→ **Text block**
***

Don Nathanson interesting comments about my emphasis on parental failures in the cause of depression call for some elaboration on my part. Nathanson calls attention to the undisputed facts that many depressed patients respond well to pharmacological treatments with relief of the major symptoms. He did not say but it is probably also true that some of these patients did not respond nearly as well to psychotherapy.
He suggests that the affect disorder is "often (not always, of course) secondary not to affect management scripts forged within inadequate parenting situations, but to a biological disorder of shame affect that leaves the individual mired in the experience of shame and therefore unable to risk any expansion of self-concept." In other words - if I understand correctly - the depressive symptomatology is due primarily to biological factors and that the psychological experiences are not etiological but secondary to the biology.
I would propose instead that in the depressive disorders, probably like most psychopatholgy, one can almost always assume at least three kinds of etiological factors: 1)inherent biological predisposition, 2)traumatic conditions emanating from the environment during early development (what I would call faulty selfobject experiences during development), and 3)environmental insults as precipitating events in the here-and-now ( what I would call precipitating malattuned selfobject experiences in the here-and-now). Quantitatively it is usually almost impossible to tell precisely how much of each of these three kinds of developmental and precipitating experiences are the decisively pivotal ones in a particular case. It is not an either/or question but a how much of this vs how much of that question.
Some patients respond well to only biological intervention, others to only psychological intervention and some need both while a few others do not respond at all to any approach that has been tried. It is up to the patient jointly and in consultation with his or her therapist to decide which approach is to be tried first.
Furthermore, it is important to keep in mind that a desirable favorable response to treatment does not solve the question of the cause. Many patients respond very well to all kinds of different types of psychotherapy without regard to the therapist’s theoretical orientation. This is still a puzzling phenomenon and suggests that perhaps the therapists concern or empathy or some other non-specific factor may be the decisive one. I personally believe that the therapist’s concern and empathy provide for the patient needed selfobject experiences that are strengthening to the patient’s self and thus enable the patient to deal with the symptoms. But I am quite aware that one can easily construct other theories that would similarly explain the observations.
Similar considerations should be kept in mind about pharmacological treatment. In the absence of a clear understanding of the etiology and dynamics of a syndrome or symptoms it is wise to be cautious in linking relief of symptoms by medication with assumptions about the etiology of these symptoms. Sometimes I have seen patients who have suffered head trauma and subsequently suffered from headaches. Other patients suffer headaches secondarily to some psychological insult, especially if the experience had evoked strong affects such as shame or anger. Both of these different types of headaches can be ameliorated with a variety of medications - aspirin, ibuprofen, acetaminophen, stronger narcotics, etc. - without clarifying the etiology of these headaches. In my view, psychotherapists should use symptom relieving medication to make their patients more comfortable while at the same time pursuing the psychological treatment to investigate the cause, to provide the needed selfobject experiences to the patient and to gradually provide insights that will eventually allow the patient to go on in life without the therapist. A tall order that unfortunately is not always achieved.

***

→ **Exercise goal**
In the text on depression, which medications are named as easing headaches?

→ **Supplied information**
***

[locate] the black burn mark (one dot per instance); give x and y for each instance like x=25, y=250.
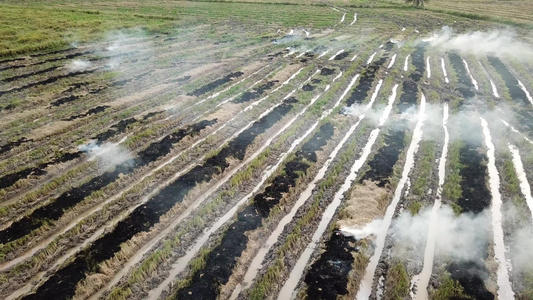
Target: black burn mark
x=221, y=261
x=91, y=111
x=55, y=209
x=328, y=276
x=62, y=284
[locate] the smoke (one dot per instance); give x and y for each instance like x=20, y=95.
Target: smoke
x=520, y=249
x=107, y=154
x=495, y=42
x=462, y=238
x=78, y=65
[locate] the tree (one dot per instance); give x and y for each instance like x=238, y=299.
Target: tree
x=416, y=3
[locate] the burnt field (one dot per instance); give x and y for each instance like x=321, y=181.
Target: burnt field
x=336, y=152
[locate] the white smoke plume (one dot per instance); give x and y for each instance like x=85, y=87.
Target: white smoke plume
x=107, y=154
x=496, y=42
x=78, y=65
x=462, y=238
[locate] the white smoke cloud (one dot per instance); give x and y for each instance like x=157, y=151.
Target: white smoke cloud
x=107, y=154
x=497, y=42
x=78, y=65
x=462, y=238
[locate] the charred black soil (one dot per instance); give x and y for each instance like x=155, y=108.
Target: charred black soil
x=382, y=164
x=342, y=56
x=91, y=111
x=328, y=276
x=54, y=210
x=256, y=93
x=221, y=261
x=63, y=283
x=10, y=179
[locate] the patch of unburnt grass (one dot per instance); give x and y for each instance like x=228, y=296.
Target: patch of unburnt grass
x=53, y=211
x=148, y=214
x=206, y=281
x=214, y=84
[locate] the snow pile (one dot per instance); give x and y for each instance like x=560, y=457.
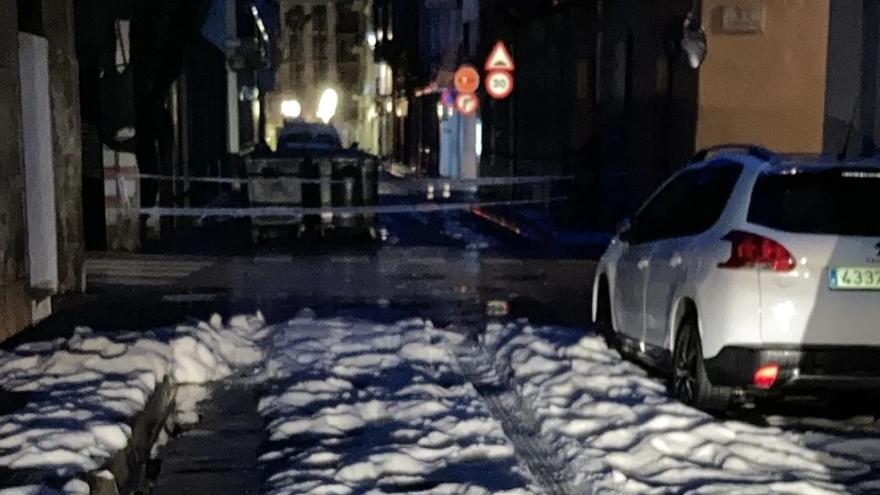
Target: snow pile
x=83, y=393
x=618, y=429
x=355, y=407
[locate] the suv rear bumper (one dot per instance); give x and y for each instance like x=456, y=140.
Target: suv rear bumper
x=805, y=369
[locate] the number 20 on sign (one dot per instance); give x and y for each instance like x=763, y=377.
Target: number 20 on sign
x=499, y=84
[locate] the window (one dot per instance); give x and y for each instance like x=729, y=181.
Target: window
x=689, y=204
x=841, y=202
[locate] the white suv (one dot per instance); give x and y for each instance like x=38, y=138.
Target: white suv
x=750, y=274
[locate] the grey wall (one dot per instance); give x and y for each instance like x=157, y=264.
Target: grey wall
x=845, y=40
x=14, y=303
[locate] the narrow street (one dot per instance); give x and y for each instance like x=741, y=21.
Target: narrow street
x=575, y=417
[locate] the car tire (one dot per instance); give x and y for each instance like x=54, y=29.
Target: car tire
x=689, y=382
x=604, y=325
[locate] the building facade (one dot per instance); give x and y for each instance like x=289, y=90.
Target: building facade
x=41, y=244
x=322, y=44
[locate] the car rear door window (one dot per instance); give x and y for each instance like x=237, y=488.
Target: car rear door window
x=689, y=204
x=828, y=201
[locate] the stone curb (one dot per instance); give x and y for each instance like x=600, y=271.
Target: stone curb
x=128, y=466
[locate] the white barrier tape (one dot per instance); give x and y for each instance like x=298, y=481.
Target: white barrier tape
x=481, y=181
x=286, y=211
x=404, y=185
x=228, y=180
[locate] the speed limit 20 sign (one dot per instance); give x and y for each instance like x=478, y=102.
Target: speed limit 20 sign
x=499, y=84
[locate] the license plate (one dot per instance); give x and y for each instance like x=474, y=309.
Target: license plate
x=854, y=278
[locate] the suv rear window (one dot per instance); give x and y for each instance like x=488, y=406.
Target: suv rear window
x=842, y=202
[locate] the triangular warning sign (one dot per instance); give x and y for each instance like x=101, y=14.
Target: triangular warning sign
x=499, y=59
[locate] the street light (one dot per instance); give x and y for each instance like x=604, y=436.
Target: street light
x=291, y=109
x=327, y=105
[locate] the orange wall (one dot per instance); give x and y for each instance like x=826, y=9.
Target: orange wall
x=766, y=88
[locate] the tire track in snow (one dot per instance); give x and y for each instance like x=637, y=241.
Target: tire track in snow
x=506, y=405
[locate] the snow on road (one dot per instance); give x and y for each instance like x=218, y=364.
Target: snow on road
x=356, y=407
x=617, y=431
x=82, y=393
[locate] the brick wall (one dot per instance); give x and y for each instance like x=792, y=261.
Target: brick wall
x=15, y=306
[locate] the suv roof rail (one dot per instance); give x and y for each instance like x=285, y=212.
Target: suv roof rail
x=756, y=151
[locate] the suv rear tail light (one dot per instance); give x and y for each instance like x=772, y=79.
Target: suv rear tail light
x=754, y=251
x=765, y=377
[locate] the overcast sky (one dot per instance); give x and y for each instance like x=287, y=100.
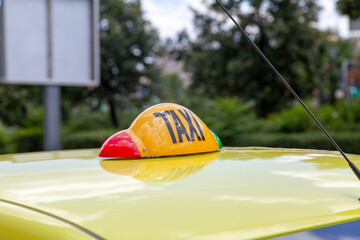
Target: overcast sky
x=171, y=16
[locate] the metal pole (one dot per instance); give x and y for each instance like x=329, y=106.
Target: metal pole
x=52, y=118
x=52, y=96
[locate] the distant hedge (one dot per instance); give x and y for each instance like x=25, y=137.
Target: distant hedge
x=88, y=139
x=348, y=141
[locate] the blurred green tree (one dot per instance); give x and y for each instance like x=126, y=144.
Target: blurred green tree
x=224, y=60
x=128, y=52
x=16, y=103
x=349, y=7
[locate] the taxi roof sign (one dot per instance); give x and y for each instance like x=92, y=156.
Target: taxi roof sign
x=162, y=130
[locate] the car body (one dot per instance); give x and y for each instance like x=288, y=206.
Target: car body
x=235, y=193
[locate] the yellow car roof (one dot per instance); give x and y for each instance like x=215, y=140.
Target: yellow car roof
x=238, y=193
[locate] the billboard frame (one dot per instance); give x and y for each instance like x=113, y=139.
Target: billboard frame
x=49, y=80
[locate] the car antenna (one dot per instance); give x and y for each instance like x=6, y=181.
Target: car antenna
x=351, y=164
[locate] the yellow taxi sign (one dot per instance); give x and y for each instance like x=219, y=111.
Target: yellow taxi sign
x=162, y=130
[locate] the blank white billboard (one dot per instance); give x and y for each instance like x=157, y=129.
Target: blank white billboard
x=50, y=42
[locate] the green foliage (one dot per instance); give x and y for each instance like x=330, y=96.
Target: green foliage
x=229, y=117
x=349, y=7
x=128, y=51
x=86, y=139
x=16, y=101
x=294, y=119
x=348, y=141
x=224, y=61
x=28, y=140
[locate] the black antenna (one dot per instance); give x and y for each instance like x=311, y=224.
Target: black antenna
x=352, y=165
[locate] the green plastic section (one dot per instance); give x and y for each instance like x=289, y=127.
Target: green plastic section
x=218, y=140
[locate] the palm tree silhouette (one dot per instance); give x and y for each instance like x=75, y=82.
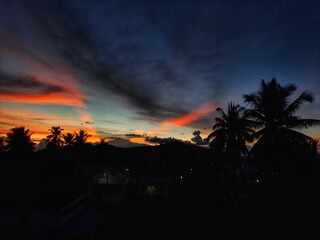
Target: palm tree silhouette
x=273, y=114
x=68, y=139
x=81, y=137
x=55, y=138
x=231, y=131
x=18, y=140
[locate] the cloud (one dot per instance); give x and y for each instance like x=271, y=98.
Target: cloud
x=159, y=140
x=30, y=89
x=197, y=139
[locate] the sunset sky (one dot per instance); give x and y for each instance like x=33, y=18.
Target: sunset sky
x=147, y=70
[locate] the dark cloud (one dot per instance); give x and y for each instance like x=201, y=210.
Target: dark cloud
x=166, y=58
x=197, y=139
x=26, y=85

***

→ **Solution for this exercise**
Aspirin, ibuprofen, acetaminophen, and stronger narcotics.